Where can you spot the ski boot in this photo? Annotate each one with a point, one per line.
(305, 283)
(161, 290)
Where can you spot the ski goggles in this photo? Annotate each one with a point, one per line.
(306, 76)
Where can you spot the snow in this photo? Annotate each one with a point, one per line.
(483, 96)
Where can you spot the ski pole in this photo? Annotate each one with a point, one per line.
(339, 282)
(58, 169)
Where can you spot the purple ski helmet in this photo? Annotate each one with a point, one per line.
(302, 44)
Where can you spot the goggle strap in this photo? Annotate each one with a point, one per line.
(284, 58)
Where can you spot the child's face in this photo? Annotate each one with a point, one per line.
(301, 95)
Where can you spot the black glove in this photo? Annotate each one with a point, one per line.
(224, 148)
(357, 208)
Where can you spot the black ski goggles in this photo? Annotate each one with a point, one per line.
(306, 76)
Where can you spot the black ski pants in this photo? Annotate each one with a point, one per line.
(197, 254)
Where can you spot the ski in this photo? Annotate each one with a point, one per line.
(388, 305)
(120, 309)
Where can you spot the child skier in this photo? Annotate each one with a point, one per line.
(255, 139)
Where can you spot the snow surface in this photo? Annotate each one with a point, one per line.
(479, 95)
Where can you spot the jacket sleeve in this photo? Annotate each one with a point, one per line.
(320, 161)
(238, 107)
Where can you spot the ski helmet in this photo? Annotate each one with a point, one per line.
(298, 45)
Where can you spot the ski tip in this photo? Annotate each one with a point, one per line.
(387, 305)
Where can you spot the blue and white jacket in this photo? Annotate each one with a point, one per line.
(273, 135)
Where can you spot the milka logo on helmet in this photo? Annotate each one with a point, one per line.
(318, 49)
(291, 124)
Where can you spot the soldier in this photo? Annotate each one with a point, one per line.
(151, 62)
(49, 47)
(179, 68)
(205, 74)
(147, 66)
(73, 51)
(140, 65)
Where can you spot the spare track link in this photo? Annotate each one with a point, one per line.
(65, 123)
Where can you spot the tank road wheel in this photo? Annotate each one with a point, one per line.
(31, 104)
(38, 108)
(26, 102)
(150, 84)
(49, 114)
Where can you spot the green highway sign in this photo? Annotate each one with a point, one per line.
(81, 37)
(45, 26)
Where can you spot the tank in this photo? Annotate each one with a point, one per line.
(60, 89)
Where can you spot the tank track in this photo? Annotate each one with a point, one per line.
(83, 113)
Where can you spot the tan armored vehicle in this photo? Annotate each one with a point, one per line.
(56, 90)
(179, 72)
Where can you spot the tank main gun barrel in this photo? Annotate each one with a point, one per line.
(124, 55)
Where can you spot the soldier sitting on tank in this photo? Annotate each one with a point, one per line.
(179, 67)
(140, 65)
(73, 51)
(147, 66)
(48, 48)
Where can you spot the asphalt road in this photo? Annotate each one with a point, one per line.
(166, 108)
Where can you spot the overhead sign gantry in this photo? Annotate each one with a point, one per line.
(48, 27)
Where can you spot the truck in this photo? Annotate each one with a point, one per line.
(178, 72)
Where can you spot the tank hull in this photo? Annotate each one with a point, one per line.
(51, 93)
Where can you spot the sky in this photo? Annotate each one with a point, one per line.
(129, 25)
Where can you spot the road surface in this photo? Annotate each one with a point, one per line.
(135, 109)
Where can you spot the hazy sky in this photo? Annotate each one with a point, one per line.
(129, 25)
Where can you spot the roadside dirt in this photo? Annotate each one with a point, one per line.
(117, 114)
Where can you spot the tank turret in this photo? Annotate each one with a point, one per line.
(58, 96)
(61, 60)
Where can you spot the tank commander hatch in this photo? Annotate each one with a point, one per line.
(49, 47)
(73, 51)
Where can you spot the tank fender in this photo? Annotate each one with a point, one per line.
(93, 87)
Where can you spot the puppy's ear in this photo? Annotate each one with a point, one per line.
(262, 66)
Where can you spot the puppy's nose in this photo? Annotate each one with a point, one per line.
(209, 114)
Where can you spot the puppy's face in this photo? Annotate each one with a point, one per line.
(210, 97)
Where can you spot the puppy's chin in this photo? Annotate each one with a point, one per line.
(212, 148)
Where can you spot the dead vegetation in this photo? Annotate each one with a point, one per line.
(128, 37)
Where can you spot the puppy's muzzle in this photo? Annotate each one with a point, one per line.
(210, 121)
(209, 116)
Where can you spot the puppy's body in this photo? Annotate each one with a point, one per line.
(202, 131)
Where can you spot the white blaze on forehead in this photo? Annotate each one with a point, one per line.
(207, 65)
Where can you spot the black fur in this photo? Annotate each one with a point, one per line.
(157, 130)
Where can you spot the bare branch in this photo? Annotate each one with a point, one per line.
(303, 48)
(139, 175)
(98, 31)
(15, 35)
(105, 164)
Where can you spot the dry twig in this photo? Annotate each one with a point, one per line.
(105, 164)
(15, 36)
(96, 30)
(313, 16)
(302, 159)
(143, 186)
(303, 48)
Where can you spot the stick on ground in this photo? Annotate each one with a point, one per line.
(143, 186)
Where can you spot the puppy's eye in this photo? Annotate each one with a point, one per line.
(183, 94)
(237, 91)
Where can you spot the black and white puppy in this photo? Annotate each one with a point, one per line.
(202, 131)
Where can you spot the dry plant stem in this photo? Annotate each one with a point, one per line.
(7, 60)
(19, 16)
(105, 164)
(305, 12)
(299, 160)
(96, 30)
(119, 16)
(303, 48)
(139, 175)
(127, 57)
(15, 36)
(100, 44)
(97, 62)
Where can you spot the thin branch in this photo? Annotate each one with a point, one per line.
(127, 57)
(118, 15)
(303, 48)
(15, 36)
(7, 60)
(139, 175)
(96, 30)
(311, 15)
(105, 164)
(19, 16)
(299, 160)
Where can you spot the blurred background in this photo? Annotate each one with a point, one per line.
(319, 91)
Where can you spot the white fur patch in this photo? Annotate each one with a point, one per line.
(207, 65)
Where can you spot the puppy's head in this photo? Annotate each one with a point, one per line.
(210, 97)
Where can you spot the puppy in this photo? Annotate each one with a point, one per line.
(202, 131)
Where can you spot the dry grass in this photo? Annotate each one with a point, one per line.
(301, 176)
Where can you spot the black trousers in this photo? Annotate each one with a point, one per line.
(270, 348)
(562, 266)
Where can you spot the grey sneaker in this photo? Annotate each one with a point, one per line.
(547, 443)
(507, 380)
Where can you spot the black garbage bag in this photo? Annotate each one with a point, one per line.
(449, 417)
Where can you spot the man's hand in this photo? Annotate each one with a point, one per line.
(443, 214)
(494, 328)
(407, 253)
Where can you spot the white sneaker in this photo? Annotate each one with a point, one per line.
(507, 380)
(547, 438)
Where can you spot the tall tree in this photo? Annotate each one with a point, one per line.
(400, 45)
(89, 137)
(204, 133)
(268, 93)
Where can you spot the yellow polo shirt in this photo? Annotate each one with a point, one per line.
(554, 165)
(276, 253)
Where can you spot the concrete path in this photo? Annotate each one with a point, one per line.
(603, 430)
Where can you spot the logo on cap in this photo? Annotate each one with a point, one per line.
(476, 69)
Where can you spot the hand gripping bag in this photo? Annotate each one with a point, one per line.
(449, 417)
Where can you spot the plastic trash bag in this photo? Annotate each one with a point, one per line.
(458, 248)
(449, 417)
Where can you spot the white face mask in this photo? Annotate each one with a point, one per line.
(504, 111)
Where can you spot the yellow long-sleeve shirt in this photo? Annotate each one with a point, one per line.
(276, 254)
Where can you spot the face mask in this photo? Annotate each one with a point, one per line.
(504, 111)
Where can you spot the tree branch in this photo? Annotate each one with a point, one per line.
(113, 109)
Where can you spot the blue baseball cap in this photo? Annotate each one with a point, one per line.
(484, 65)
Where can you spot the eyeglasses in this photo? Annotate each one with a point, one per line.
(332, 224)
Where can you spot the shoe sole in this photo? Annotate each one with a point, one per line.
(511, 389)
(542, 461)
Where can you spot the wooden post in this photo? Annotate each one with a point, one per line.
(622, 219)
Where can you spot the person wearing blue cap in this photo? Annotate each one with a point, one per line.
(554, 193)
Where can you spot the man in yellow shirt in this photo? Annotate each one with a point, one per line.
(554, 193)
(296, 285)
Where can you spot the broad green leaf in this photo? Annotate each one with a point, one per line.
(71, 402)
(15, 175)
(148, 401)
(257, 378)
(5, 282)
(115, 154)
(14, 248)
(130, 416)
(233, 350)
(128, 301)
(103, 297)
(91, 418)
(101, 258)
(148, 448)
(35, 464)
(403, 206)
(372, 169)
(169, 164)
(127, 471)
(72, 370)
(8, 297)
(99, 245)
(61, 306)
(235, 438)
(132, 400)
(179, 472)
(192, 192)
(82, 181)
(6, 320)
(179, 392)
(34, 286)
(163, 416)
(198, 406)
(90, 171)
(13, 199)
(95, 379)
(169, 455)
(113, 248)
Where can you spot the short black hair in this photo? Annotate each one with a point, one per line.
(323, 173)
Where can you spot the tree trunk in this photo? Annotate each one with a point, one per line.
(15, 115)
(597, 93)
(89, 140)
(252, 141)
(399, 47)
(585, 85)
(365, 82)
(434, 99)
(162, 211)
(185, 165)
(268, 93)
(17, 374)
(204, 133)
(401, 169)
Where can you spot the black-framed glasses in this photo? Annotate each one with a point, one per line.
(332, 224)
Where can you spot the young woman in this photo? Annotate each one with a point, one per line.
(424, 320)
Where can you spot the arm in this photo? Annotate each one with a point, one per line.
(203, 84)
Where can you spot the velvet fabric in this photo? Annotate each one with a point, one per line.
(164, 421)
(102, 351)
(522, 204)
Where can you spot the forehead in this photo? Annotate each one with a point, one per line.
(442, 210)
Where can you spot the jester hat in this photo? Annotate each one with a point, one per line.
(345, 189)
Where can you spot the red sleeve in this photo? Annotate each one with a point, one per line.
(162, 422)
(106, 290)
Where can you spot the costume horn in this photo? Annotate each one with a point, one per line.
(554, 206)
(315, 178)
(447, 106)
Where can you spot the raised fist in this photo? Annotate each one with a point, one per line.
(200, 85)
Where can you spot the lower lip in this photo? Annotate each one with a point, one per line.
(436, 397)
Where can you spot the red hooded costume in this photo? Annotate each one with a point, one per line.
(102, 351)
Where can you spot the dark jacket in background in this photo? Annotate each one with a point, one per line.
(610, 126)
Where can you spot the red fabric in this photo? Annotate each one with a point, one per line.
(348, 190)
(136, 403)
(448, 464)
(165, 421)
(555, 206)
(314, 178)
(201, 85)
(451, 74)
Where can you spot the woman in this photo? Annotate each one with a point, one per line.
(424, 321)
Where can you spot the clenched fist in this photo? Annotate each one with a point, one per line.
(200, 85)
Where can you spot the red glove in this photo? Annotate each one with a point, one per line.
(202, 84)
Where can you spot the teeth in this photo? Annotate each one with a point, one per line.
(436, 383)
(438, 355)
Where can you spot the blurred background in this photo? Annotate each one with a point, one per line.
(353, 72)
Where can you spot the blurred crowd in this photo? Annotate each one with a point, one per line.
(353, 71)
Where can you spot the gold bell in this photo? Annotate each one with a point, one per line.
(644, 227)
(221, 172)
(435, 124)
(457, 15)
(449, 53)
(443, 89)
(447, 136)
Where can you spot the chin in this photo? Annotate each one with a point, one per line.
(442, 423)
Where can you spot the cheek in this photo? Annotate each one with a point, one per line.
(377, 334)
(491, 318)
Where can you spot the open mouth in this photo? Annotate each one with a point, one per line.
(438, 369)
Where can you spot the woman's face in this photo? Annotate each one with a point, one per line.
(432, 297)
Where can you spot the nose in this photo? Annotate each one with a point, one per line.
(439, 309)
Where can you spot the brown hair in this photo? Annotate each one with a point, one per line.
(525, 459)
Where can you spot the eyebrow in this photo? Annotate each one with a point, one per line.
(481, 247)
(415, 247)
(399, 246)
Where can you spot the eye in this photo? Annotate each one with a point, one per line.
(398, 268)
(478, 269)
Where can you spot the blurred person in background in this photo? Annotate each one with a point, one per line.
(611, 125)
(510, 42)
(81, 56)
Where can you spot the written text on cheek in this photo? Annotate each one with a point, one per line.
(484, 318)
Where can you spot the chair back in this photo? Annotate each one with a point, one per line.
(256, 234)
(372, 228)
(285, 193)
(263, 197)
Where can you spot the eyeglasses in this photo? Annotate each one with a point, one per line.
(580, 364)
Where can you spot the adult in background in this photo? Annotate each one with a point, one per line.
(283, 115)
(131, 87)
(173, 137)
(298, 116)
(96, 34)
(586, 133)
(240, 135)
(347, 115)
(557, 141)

════

TASK TO CARRY OUT: Repeat precisely the lines of the data starting at the one containing "Where can you spot the gold", last line included.

ANSWER TO THE EXERCISE:
Where can you spot the gold bell in this photo? Annotate each one with a point, one per line.
(644, 227)
(221, 172)
(435, 124)
(457, 15)
(449, 53)
(443, 89)
(447, 136)
Where can you spot the chin in this photo? Annotate each one with a point, one per line.
(442, 423)
Where can you spot the cheek in this photo? Annotate each one with a point, one per line.
(377, 334)
(491, 318)
Where can you spot the open mouth in this photo? Annotate each one with a point, one per line.
(438, 369)
Where can you spot the woman's face in this photo? Annotate each one with a point, one per line.
(432, 297)
Where can you spot the nose in this photo? Annotate each one with a point, one per line.
(439, 309)
Where can you spot the brown hair in this photo? Annotate each one with a point, one per line.
(525, 459)
Where can you spot the eyebrow in this photo? Annotate each one with a point, one per line.
(481, 247)
(415, 247)
(399, 246)
Where can you spot the eye in this photo? Annotate each one with a point, one per line.
(398, 268)
(478, 269)
Where can you spot the blurred person in background in this photo? Annotate each one with a point, one per line.
(611, 125)
(510, 42)
(81, 56)
Where can you spot the written text on cheek in this photo? Annotate each one with a point, one per line.
(484, 318)
Where can you spot the chair back in this photo? Annotate each one with a point, one per line.
(256, 234)
(372, 228)
(285, 193)
(263, 197)
Where can you spot the eyeglasses in this photo? Annotate each one with a point, one per line.
(580, 364)
Where can you spot the adult in background in this photo? Annotate each one with a point, one per line.
(283, 115)
(131, 87)
(173, 137)
(298, 116)
(96, 34)
(586, 133)
(240, 135)
(347, 115)
(557, 141)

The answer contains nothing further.